Extract provided:
==============================
During a recent tour, Centennial Yards officials said a small army of designers and architects from a half-dozen firms has been assembled into five teams in the past few months, focusing on six parcels of many at downtown’s long-idle Gulch.
Exactly what those teams are aspiring to create is becoming clearer.
Renderings and site plans published in Centennial Yards’ latest marketing materials show a range of buildings with a mix of uses—a hotel, two apartment buildings, and a sizable Class A office tower—that project leaders hope will break ground in roughly the next year.
The images lend a fresh sense of the general feel and scope of a massive undertaking that could create a dozen city blocks, cost about $5 billion (backed by a nearly $2 billion tax-incentive package), and require another eight years to finish.
The parcels in question—A4, E1, E2, G2, and G3—are planned to see Centennial Yards’ first new construction and prove that failed ambitions of transforming the Gulch are a thing of the past, as Centennial Yards Company president Brian McGowan recently told Urbanize Atlanta.
==============================
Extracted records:
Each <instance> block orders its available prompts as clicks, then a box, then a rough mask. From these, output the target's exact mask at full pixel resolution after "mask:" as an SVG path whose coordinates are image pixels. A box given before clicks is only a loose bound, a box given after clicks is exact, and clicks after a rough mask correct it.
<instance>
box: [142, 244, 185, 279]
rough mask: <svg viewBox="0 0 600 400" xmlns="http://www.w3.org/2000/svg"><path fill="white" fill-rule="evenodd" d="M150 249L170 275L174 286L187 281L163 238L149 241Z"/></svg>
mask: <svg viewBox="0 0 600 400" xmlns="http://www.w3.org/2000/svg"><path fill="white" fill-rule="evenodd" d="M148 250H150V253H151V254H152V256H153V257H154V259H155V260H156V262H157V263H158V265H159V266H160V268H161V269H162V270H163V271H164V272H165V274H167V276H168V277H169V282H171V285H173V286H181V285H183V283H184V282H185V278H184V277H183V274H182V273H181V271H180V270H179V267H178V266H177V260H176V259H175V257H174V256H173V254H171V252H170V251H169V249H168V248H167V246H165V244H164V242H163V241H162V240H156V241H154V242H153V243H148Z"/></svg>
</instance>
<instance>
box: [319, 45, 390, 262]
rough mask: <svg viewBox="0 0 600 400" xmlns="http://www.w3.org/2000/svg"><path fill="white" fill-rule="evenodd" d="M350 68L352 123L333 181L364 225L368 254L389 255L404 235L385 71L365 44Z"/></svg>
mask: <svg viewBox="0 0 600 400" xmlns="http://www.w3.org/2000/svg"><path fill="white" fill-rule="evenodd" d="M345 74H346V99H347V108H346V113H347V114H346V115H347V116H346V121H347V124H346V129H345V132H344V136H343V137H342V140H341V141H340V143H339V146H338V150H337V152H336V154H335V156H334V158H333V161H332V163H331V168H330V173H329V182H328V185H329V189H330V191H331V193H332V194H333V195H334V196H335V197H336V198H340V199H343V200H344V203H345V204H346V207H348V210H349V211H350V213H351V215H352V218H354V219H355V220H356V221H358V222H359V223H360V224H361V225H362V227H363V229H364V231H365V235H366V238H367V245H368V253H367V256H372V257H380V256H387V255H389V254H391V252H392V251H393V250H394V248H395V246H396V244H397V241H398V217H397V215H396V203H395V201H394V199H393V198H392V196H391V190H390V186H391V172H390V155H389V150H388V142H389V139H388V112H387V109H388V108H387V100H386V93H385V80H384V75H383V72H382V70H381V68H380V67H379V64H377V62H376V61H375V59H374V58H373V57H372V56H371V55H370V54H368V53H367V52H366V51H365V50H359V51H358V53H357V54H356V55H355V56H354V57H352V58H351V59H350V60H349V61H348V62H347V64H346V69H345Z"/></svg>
==============================
Please say how much the Centennial Yards passage says the whole undertaking could cost. The lines above aren't required for this work.

About $5 billion.